WHAT YOU ARE ASKED TO DO
Extract the line that contains "query | stone archway" and every line after it to the end of the records below, exactly as written and nothing else.

/---

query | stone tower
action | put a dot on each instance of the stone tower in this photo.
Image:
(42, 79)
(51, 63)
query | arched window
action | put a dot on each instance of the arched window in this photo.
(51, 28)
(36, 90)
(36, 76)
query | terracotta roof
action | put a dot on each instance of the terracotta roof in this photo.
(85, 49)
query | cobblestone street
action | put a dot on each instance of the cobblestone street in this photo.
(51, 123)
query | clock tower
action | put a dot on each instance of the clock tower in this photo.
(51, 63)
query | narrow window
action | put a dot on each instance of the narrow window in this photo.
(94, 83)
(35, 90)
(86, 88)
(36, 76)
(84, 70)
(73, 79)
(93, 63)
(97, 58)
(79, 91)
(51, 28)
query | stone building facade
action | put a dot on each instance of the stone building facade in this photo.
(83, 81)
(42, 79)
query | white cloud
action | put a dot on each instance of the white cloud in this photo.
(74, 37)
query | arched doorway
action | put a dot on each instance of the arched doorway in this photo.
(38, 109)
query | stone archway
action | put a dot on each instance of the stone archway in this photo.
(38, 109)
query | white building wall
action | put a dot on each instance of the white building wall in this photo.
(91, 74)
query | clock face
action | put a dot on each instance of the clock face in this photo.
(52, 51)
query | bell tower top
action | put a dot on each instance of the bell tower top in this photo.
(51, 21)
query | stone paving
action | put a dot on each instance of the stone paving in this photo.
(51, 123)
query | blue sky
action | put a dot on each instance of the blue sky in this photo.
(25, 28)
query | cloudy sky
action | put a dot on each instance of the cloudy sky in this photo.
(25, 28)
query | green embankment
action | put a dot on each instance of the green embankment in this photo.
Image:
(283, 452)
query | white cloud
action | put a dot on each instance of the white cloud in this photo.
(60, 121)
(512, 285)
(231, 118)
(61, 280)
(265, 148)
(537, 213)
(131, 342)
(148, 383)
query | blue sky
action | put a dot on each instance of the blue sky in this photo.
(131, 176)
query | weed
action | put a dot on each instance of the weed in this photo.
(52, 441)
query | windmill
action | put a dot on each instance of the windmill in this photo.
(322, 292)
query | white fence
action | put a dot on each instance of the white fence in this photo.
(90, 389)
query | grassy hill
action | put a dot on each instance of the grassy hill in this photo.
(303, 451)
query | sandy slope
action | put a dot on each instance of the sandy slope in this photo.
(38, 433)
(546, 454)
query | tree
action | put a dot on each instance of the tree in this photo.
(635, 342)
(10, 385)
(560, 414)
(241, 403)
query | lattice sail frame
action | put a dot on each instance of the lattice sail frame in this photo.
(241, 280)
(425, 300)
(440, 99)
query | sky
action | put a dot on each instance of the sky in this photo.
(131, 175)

\---

CORRECT RESULT
query | stone archway
action | put a dot on each instance of the stone archway in this photo.
(38, 109)
query | white building wall
action | put a dot on each instance of the white building wall in this photo.
(91, 74)
query | clock face
action | put a dot on each instance of the clock face in this photo.
(52, 51)
query | bell tower top
action | put a dot on each instance of the bell tower top in this photo.
(51, 21)
query | stone paving
action | put a dot on each instance of the stone paving in this photo.
(51, 123)
query | blue sky
action | put a dot on each instance of the blue sky in this photo.
(25, 28)
query | cloudy sky
action | put a dot on each instance of the cloudy sky in this photo.
(25, 28)
query | green embankment
action | put a dot on each instance of the green embankment in this photo.
Image:
(283, 452)
query | white cloud
action | put a dot on each instance of the white cloud in this photo.
(60, 121)
(512, 285)
(231, 118)
(61, 280)
(265, 148)
(537, 213)
(131, 342)
(148, 383)
query | blue sky
action | put a dot on each instance of the blue sky in this photo.
(131, 176)
query | weed
action | put a dot on each instance of the weed in this photo.
(52, 441)
query | windmill
action | put a dot on each instance of the windmill in this photo.
(322, 292)
query | white fence
action | put a dot on each instance of the white fence in this photo.
(90, 389)
query | grassy hill
action | put a dot on each instance of the grassy hill in this photo.
(303, 451)
query | sandy slope
action | put a dot on each instance of the sandy slope in this photo.
(38, 433)
(546, 454)
query | tree
action | put a dot on each instance of the tree in this photo.
(635, 342)
(10, 385)
(560, 414)
(241, 403)
query | lattice sail frame
action | put a dot on each instance of the lattice sail frame in this photo.
(241, 280)
(425, 300)
(440, 99)
query | sky
action | put a dot on each instance of the sky in this photo.
(131, 175)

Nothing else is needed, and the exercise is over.